Natural-language object grounding data:
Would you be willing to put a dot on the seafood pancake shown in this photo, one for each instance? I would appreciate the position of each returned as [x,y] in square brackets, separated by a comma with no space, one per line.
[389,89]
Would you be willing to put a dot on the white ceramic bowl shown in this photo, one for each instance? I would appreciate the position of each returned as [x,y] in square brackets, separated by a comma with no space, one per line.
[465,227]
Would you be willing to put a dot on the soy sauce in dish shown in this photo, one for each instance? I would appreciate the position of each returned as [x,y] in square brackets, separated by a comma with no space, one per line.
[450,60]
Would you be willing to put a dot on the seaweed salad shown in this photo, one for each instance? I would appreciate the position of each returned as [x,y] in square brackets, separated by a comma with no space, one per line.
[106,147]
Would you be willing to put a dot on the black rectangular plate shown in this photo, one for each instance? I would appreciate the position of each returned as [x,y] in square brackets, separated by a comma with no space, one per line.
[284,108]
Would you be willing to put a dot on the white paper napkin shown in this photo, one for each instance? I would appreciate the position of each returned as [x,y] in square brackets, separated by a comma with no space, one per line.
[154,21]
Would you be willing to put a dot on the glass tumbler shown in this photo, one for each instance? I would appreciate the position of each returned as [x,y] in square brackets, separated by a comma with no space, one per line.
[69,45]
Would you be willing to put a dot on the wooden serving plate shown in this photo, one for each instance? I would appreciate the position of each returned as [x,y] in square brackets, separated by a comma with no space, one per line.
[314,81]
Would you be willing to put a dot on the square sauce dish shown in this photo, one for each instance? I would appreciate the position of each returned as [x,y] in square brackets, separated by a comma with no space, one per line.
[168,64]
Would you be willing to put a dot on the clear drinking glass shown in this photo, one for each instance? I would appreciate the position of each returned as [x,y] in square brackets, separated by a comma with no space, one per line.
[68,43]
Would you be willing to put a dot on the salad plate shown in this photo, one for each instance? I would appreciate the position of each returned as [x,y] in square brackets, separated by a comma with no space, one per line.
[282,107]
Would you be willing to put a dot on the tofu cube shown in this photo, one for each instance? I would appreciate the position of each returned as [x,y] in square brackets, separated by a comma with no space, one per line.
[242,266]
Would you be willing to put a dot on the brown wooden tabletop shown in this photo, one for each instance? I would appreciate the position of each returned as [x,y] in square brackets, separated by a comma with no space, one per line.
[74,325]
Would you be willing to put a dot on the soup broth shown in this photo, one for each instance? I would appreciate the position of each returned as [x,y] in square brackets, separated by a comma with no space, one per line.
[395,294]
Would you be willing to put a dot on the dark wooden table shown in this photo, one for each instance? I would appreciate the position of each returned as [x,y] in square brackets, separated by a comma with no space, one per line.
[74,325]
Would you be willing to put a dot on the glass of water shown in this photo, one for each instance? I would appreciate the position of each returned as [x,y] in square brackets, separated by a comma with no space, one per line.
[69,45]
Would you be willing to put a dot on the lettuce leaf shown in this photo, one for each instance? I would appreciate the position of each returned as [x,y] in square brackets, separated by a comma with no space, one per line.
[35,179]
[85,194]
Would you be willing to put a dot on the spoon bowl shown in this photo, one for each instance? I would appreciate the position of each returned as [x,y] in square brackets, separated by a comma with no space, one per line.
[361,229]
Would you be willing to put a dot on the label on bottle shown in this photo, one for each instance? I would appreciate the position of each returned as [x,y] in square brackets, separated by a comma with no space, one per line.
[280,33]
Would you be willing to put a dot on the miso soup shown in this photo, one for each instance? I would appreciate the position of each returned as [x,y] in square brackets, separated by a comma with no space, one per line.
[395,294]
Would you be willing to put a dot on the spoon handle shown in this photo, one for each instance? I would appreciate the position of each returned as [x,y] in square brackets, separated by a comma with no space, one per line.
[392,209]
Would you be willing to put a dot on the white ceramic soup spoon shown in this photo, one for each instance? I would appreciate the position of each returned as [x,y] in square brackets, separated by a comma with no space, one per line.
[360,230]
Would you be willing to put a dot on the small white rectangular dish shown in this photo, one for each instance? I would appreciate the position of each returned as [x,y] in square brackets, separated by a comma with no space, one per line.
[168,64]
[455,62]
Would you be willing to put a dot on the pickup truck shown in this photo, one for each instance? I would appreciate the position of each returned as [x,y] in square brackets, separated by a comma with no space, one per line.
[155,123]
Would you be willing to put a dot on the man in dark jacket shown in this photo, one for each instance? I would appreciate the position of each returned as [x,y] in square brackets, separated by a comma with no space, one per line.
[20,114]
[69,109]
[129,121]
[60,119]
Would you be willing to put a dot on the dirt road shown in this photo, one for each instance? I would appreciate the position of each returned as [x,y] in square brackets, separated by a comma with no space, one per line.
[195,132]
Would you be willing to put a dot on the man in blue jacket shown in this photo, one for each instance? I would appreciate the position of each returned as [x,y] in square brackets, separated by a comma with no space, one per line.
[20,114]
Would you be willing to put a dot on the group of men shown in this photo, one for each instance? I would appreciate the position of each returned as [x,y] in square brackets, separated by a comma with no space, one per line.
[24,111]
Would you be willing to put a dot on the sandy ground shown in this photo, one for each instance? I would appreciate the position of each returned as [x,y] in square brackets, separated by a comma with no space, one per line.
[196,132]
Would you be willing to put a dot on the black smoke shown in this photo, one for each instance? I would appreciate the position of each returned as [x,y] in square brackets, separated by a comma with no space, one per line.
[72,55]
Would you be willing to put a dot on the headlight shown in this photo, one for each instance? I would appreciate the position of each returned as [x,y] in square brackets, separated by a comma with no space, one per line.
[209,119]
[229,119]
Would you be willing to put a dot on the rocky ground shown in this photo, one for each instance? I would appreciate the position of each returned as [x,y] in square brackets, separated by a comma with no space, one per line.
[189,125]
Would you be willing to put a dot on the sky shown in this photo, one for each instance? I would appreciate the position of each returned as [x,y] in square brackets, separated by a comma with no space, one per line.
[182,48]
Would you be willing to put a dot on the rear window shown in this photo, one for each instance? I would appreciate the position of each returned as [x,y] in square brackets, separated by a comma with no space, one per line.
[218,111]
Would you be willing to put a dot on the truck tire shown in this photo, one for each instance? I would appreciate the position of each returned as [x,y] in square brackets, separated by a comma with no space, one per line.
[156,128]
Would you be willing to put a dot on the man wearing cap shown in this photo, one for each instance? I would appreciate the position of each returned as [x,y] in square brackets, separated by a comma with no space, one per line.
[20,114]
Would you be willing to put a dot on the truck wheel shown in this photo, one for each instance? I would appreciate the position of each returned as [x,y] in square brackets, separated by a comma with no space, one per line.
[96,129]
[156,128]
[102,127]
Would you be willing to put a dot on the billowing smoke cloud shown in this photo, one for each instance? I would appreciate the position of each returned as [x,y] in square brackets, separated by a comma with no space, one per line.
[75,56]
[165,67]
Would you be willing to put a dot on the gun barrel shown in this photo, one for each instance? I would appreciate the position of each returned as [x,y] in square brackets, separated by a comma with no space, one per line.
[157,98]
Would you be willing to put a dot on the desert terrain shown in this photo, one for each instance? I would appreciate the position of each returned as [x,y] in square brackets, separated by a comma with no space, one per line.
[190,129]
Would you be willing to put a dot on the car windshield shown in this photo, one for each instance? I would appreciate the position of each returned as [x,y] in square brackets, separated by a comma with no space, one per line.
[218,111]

__Exercise aim__. Exactly as shown above, return all of the entries.

__Written reply__.
Would you be willing to put a dot on the seafood pancake shown in this photo, one for each instance? I would appreciate the position of each returned as [x,y] in square brackets, separated by a comma with no space, one per line.
[389,89]
Would you be willing to put a dot on the white ceramic bowl shown in this photo, one for each instance? I would appreciate the position of each returned as [x,y] in square brackets, separated by a comma with no space, one per line.
[465,227]
Would you be willing to put a dot on the soy sauce in dish shown in this photo, one for each instance? I would appreciate the position of each returned as [x,y] in square brackets, separated by a comma with no space, one per line.
[450,60]
Would you be willing to put a dot on the seaweed salad shown in this photo, one for each instance? I would appreciate the position of each returned as [x,y] in square brackets, separated by a comma with no space, one per line.
[106,147]
Would you be willing to put a dot on the black rectangular plate shown in this photo, one for each instance? I would appreciate the position of each returned as [x,y] in square brackets, separated by a comma with no space, one per line.
[284,108]
Would you be willing to put a dot on the white paper napkin shown in this photo, one for each instance? I would appreciate the position of each returned as [x,y] in square brackets, separated by a comma with no space, one per line.
[154,21]
Would you be willing to put a dot on the glass tumbler shown in this photo, one for each instance? I would appreciate the position of each returned as [x,y] in square brackets, separated by a comma with no space, one per line.
[69,45]
Would you be willing to put a dot on the wooden serving plate shown in this photo, one for each instance? I would appreciate the position of each returned as [x,y] in square brackets, separated by a comma with no space, one per line.
[314,81]
Would you be willing to put a dot on the square sauce dish shown in this photo, one for each instance? I would appreciate the position of each returned as [x,y] in square brackets, separated by a comma with no space, one per line.
[168,64]
Would you be willing to put a dot on the clear drinking glass shown in this photo, one for each instance? I would appreciate the position of each returned as [x,y] in square brackets, separated by a comma with no space, one per line.
[68,43]
Would you be willing to put a dot on the salad plate shown in this photo, one for each instance? I would appreciate the position of each returned as [x,y] in square brackets, separated by a comma with no space, one per line.
[282,107]
Would you be willing to put a dot on the tofu cube shown in this photo, one for each instance? I would appreciate the position of each returned as [x,y] in square brackets, separated by a comma with no space, one per line.
[242,266]
Would you be willing to put a dot on the brown wooden tabletop shown in this photo, one for each instance? I would appreciate the position of each returned as [x,y] in square brackets, separated by a comma with no space, one per line.
[74,325]
Would you be willing to put a dot on the soup broth shown in this photo, one for each instance? I would appreciate the position of each returned as [x,y] in square brackets, separated by a comma with no space, one per line.
[395,294]
Would you be willing to put a dot on the dark wooden table shown in this photo, one for each instance? I would appreciate the position of each returned as [x,y] in square brackets, separated by a comma with no space, one per line.
[74,325]
Would you be willing to put a dot on the glass of water shown in this photo, one for each instance? I would appreciate the position of each returned as [x,y] in square brackets, separated by a comma with no space, one per line.
[69,45]
Would you be willing to put a dot on the lettuce leaf shown in this photo, one for each instance? I would appreciate the position of each returned as [x,y] in square brackets, separated by a comma with no space, one per line.
[35,179]
[85,194]
Would you be willing to put a dot on the spoon bowl shown in this photo, one for each instance? I would appreciate the position of each returned as [x,y] in square brackets, separated by a comma with no space, one per line.
[361,229]
Would you be willing to put a dot on the label on bottle shown in this photo, one for each instance? I would appreciate the position of each returned as [x,y] in square brackets, separated by a comma with no space, one per line.
[280,33]
Would you be willing to put a dot on the miso soup shown in this photo, one for each instance? I would appreciate the position of each returned as [x,y] in square brackets, separated by a comma with no space, one per line.
[395,294]
Would you be willing to put a dot on the spoon handle shown in this photo, one for each instance? I would appreciate the position of each returned as [x,y] in square brackets, separated by a comma with no space, one per line.
[392,209]
Would you be willing to put a dot on the white ceramic soup spoon shown in this photo, one for each instance? I would appreciate the position of each returned as [x,y] in square brackets, separated by a comma with no space, one per line.
[360,230]
Would you be willing to put a dot on the small white rectangular dish shown in this photo, one for each instance? I would appreciate the position of each returned as [x,y] in square brackets, separated by a comma with no space, one per line.
[168,64]
[455,62]
Would you be willing to put a dot on the pickup truck shown in this photo, one for each instance? I would appreciate the position of each returned as [x,y] in square brackets, separated by a comma with no space, one per line.
[155,123]
Would you be willing to put a dot on the man in dark jacket shown in this photo, one for each instance? I would appreciate the position of each returned as [x,y] in square brackets, separated by a comma with no space, one per line.
[20,114]
[69,109]
[129,121]
[60,119]
Would you be willing to put a dot on the dirt road shown in this photo, one for each instance? I would appreciate the position of each returned as [x,y] in square brackets, separated by a comma with no space, one per line.
[195,132]
Would you be willing to put a dot on the man in blue jacket shown in this photo, one for each instance? I would appreciate the position of each returned as [x,y] in square brackets, separated by a comma with no space, one per line.
[20,114]
Would you be willing to put a dot on the group of men shown in this photo, one for each instance? I would appreciate the position of each returned as [x,y] in square brackets, separated by a comma with no space, one per line.
[24,111]
Would you be willing to put a dot on the sandy ground shown in this photo, one for each instance? I would appreciate the position of each returned as [x,y] in square brackets, separated by a comma with no space, one per line.
[196,132]
Would you be willing to put a dot on the black smoke shown in this photo, one for each instance? I would appreciate the position of each returned as [x,y] in square brackets, separated by a comma with no space, one per line.
[72,55]
Would you be willing to put a dot on the headlight shown in this photo, one for each instance? I would appreciate the position of each returned as [x,y] in square brackets, separated by a comma with no space, one per line.
[209,119]
[229,119]
Would you be willing to put a dot on the rocky ground shown in this photo, one for each instance? I would appreciate the position of each returned as [x,y] in square brackets, separated by a comma with no space, one per line.
[189,125]
Would you be willing to put a dot on the sky shown in this photo, one for each instance? I would appreciate the position of each returned as [x,y] in square brackets, separated by a comma with no space, one per line.
[182,48]
Would you be willing to put a dot on the rear window shown in this photo, one for each instance? I would appreciate the position of each returned as [x,y] in square brackets, separated by a comma with no space, one per line.
[218,111]
Would you be willing to put a dot on the truck tire shown in this photo, one for each instance? I would appreciate the position of each returned as [x,y] in square brackets, separated by a comma with no space, one per line.
[156,128]
Would you be willing to put a dot on the man wearing cap shown in this photo, one for each instance? I would appreciate the position of each returned as [x,y] in square brackets, separated by a comma with no space, one per line.
[20,114]
Would you be willing to put a dot on the truck wheel shown in this photo, one for each instance? I would appreciate the position of each returned as [x,y] in square brackets, separated by a comma with no space, one per line.
[96,129]
[156,128]
[102,127]
Would you be willing to put a dot on the billowing smoke cloud shown in this photo, one for each instance? I would appreciate the position of each returned as [x,y] in square brackets, separated by a comma with no space, one per line.
[75,56]
[165,67]
Would you be willing to put a dot on the gun barrel shown in this photo, one for each instance? I would appreciate the position of each returned as [x,y] in square brackets, separated by a comma with no space, one per line.
[157,98]
Would you be willing to put a dot on the desert terrain shown in this photo, one for each instance? I would appreciate the position of each returned as [x,y] in square brackets, separated by a comma with no space, one per line.
[190,129]
Would you be willing to put a dot on the car windshield shown in this photo, one for each instance? I would appreciate the position of each returned as [x,y] in square brackets, separated by a comma with no space, one per line.
[218,111]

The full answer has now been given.